= Beginning of Section =

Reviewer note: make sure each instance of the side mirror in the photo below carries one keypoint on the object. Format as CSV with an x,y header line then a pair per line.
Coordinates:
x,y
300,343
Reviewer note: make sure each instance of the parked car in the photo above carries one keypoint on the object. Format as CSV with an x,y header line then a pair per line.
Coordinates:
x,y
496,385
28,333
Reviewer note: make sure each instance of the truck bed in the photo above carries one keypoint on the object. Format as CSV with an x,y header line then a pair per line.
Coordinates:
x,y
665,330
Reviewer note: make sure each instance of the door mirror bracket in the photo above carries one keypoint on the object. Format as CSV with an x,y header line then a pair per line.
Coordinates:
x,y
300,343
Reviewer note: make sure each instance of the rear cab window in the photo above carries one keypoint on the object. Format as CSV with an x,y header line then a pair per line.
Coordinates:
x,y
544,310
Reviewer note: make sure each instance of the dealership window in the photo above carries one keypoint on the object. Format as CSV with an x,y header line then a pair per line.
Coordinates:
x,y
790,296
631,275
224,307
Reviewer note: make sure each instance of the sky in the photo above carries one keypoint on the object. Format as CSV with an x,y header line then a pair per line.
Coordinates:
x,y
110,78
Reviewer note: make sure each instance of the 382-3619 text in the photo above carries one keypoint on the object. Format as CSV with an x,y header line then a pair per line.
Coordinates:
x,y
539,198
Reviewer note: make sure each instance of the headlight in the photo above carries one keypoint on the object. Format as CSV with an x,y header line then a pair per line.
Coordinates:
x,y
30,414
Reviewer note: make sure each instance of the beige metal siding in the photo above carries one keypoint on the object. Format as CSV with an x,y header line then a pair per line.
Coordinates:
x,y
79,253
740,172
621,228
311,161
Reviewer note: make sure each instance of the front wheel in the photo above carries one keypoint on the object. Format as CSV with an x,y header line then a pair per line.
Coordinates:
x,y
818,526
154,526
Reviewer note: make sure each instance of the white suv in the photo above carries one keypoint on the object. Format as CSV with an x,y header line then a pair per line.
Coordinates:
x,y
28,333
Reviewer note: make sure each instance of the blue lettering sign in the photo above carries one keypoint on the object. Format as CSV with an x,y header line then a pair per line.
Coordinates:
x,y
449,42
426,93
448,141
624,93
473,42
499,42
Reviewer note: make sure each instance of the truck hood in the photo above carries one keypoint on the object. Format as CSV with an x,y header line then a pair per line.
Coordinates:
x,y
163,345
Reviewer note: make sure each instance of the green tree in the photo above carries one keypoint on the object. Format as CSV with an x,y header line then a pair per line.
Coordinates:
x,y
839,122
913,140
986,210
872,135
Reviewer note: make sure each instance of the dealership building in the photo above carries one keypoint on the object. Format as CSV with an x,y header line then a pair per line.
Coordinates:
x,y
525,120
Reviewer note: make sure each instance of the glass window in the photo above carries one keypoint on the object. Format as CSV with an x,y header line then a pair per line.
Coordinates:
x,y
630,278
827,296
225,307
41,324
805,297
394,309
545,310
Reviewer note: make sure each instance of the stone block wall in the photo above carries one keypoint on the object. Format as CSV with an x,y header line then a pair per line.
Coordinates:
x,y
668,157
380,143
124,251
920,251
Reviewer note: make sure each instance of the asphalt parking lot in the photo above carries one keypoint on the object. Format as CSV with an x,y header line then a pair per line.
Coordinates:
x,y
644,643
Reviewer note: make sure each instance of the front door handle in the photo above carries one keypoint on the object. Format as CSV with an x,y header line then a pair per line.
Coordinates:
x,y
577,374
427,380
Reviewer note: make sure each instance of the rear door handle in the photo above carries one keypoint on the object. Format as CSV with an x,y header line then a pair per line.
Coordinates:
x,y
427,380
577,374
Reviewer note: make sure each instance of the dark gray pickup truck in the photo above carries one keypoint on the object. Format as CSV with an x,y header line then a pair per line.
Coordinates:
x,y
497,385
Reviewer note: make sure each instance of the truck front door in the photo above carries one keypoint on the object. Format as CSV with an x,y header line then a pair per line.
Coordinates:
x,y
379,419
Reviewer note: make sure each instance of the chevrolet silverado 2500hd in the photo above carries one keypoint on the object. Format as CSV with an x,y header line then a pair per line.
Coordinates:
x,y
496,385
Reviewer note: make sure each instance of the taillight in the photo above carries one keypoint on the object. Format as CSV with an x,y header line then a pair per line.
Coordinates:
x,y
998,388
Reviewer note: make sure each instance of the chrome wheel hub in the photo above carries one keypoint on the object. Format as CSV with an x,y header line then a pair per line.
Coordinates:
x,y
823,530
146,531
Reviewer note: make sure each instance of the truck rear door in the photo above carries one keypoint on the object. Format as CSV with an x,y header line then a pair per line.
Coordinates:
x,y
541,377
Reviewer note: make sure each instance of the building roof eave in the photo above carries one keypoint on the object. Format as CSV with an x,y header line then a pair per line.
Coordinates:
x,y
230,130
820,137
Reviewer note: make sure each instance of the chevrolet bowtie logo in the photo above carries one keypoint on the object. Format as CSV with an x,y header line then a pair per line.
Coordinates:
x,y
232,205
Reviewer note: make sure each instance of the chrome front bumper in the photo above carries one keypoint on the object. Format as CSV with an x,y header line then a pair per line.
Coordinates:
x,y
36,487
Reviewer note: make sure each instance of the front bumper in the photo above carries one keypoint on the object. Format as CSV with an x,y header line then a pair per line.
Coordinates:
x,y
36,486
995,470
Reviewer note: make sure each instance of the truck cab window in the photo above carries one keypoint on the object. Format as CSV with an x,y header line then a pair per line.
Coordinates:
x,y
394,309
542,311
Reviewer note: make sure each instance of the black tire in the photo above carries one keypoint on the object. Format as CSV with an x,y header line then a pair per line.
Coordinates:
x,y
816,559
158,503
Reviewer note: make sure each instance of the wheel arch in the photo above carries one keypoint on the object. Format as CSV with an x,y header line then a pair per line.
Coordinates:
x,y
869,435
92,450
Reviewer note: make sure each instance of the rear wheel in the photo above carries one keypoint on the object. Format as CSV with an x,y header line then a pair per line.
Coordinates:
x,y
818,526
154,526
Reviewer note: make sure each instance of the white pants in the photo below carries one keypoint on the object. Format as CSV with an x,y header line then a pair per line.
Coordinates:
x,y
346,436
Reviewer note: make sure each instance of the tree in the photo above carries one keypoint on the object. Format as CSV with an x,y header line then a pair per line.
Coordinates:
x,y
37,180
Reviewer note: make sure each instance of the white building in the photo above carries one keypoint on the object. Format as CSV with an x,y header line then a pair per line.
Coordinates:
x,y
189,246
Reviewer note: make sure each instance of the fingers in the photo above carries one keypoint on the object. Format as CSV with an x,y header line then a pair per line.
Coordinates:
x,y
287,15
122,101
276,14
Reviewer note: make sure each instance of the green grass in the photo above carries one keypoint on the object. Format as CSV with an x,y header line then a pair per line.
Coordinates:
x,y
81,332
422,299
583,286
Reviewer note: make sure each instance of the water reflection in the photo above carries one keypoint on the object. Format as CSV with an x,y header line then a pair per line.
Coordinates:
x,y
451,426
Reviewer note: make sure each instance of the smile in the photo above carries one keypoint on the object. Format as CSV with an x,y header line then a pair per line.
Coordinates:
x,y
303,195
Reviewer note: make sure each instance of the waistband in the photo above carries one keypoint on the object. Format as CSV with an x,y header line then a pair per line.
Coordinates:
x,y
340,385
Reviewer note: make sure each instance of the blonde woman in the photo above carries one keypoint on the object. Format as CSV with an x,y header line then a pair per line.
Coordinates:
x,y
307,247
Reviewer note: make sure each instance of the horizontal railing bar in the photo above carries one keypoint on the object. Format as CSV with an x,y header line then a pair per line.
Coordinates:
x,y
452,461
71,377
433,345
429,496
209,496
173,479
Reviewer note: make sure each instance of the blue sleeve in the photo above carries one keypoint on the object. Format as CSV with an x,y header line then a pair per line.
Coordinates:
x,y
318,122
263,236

= End of Section =

### [Instructions to follow]
Extract the entries above verbatim.

### [Result]
Reviewer note: make sure each instance of the side mirror in the photo below carries one keypoint on the object. Format as CSV with an x,y header line then a pair per line.
Coordinates:
x,y
300,343
Reviewer note: make sure each instance of the parked car in the photo above carries one keypoint on the object. Format as CSV with an x,y header line then a pair per line.
Coordinates:
x,y
496,385
28,333
Reviewer note: make sure each instance of the truck bed in the photo above carries one keypoint on the object. Format as CSV with an x,y header line then a pair per line.
Coordinates:
x,y
665,330
Reviewer note: make sure each instance of the door mirror bracket in the photo above carries one keypoint on the object. Format as CSV with an x,y header line then a pair per line.
Coordinates:
x,y
300,343
Reviewer note: make sure each instance of the rear cab window in the photo above carries one keypoint on the object. Format as CSV with an x,y header line then a pair per line.
Coordinates:
x,y
544,310
Reviewer note: make sure each instance of the dealership window in the photo above carries one keypoint on the object. Format as CSV with an x,y header line then a pair per line.
Coordinates:
x,y
790,296
631,275
224,307
Reviewer note: make sure each instance of the sky in the photo above carries one keypoint on the object. Format as CSV with an x,y header line then a pair per line.
Coordinates:
x,y
110,78
Reviewer note: make sure each instance of the 382-3619 text in the photo above carries one keypoint on the object. Format as CSV with an x,y header line then a pair per line.
Coordinates:
x,y
539,198
Reviewer note: make sure each instance of the headlight in the photo above carries one keypoint on the object. Format as CSV with an x,y header line then a pair per line.
Coordinates:
x,y
30,414
Reviewer note: make sure each instance of the beige metal siding in the photo above carries one keypoint on the object. Format as CSV with an x,y header line then a pair per line.
Coordinates:
x,y
79,253
740,172
621,228
311,161
Reviewer note: make sure each instance of the front wheel in the photo above carries one keypoint on the object. Format as CSV with an x,y header line then a pair per line.
Coordinates:
x,y
818,526
154,526
Reviewer note: make sure each instance of the white suv in the photo above carries one keypoint on the object. Format as CSV with an x,y header line then a pair per line.
Coordinates:
x,y
28,333
Reviewer note: make sure each instance of the blue lettering sign in the photo above carries one keypoint on the object. Format as CSV with an x,y header line then a pair per line.
Coordinates:
x,y
449,42
426,93
448,141
624,93
473,42
499,42
Reviewer note: make sure each instance of the truck hood in the photo above carries one keypoint on the object. Format as CSV with an x,y header line then a pair per line.
Coordinates:
x,y
163,345
Reviewer note: make sure each instance of the green tree in the photo above carries one keypoint on the object. Format as CSV with an x,y header line then a pair per line.
Coordinates:
x,y
839,122
913,140
986,210
872,135
Reviewer note: make sure each instance of the dealership building in the photo above carries one keypoint on the object. Format as CSV with an x,y header line then a pair per line.
Coordinates:
x,y
525,120
Reviewer note: make sure each instance of the glass window in the photo above carries one keypoint on the object. Format as CSV with an x,y header line then a pair per line.
Coordinates:
x,y
630,278
827,296
225,307
41,324
805,297
394,309
545,310
Reviewer note: make sure each instance of the stone block wall in the photo above carries one keypoint on the object. Format as CSV with an x,y header line then a pair per line.
Coordinates:
x,y
668,157
380,143
124,251
920,251
Reviewer note: make sure each instance of the asphalt parking lot in the photo above carries one keypoint on the object. Format as CSV with an x,y header line then a pair per line.
Coordinates:
x,y
644,643
Reviewer note: make sure each instance of the front door handle in the photo above carries one keypoint on the object. Format as CSV with an x,y header line then a pair per line.
Coordinates:
x,y
577,374
427,380
Reviewer note: make sure each instance of the rear door handle in the photo above carries one keypoint on the object. Format as CSV with an x,y header line then a pair per line.
Coordinates:
x,y
427,380
577,374
Reviewer note: make sure each instance of the dark gray pickup truck in the photo above carries one keypoint on the object. Format as CSV with an x,y header line then a pair per line.
Coordinates:
x,y
497,385
Reviewer note: make sure each instance of the truck front door in the photo above carries one keypoint on the object. Format as CSV with an x,y header line then a pair per line.
Coordinates:
x,y
379,419
Reviewer note: make sure each instance of the chevrolet silverado 2500hd in the photo above carries one keypoint on the object. Format as CSV with an x,y header line then a pair per line.
Coordinates:
x,y
496,385
Reviewer note: make sure each instance of the taillight in the photo above carries one keypoint on the object. Format as CSV with an x,y header line then a pair per line.
Coordinates:
x,y
998,388
Reviewer note: make sure each instance of the chrome wheel hub in the photo above carries one keypoint on the object. Format as CSV with an x,y header line then a pair per line.
Coordinates:
x,y
823,530
146,531
Reviewer note: make sure each instance of the truck rear door in the photo above carries one keypoint on the object. Format as CSV with an x,y header line then a pair per line.
Coordinates:
x,y
541,377
Reviewer note: make sure each instance of the building roof eave in the photo above carries one keypoint on the object. Format as CSV with an x,y header line then a pair per line.
Coordinates:
x,y
230,130
820,137
Reviewer note: make sure each instance of the chevrolet bowtie logo in the photo above carries one keypoint on the object. Format as CSV with an x,y header line then a pair per line.
Coordinates:
x,y
232,205
Reviewer note: make sure each instance of the chrome front bumper in the photo above carries one keypoint on the object. Format as CSV with an x,y header line then a pair per line.
Coordinates:
x,y
36,487
Reviewer note: make sure each instance of the front bumper in the photo above carries one keypoint on the object. Format as CSV with an x,y header line then a pair per line.
Coordinates:
x,y
36,486
995,470
Reviewer note: make sure each instance of the truck cab window in the photo above carries one keypoint on the object. Format as CSV with an x,y header line then a pair per line.
Coordinates:
x,y
394,309
542,311
Reviewer note: make sure each instance of the black tire in the photo above carries one keypoint on the object. Format as CSV with an x,y header line then a pair per line.
Coordinates:
x,y
816,559
158,503
Reviewer note: make sure each instance of the wheel arch in the photo above carries one keypoint on the object. Format as CSV with an x,y header line then a pair per line.
Coordinates:
x,y
869,435
92,450
Reviewer note: make sure each instance of the rear wheel in the photo above carries one keypoint on the object. Format as CSV with an x,y header line then a pair per line.
Coordinates:
x,y
818,526
154,526
Reviewer note: make sure each instance of the white pants in the photo below carries one keypoint on the object. Format as CSV with an x,y header line then a pair per line.
Coordinates:
x,y
346,436
Reviewer note: make sure each instance of the tree in the photo above carries one keypoint on the object. Format as CSV with an x,y header line then a pair per line.
Coordinates:
x,y
37,180
Reviewer note: make sure each instance of the white building in the photo above carries one keypoint on the object. Format as CSV with an x,y header line then a pair per line.
Coordinates:
x,y
189,246
Reviewer note: make sure each instance of the fingers in the photo above carries one keypoint on the object. Format as CSV with an x,y header line then a pair per line.
Coordinates:
x,y
287,15
122,101
276,14
Reviewer note: make sure each instance of the green grass in the photo above carries one keypoint on the object. Format as CSV with an x,y header line then a pair per line.
Coordinates:
x,y
81,332
422,299
583,286
Reviewer note: make sure each instance of the water reflection in the photo above carries one keypoint on the object. Format as CSV with an x,y header line then a pair per line.
Coordinates:
x,y
451,426
Reviewer note: make sure each instance of the smile in the photo above carries one keypoint on the object. Format as CSV with an x,y header line then a pair per line.
Coordinates:
x,y
303,195
Reviewer note: make sure each instance of the waistband in the photo above carries one keypoint on the object. Format as CSV with an x,y header line then a pair per line.
Coordinates:
x,y
340,385
Reviewer note: make sure each instance of the blonde woman in the photo above carries one keypoint on the object. Format as CSV with an x,y header line then a pair per line.
Coordinates:
x,y
307,247
Reviewer note: make sure each instance of the horizontal railing bar in the photo above carries one keypoint on the object. Format as CSV with an x,y header line then a pair per line.
Coordinates:
x,y
452,461
71,377
433,345
429,496
209,496
173,479
Reviewer note: make sure each instance of the blue sleeve in the photo above carries one keypoint on the object. Format as CSV with an x,y header line then a pair per line.
Coordinates:
x,y
318,122
263,236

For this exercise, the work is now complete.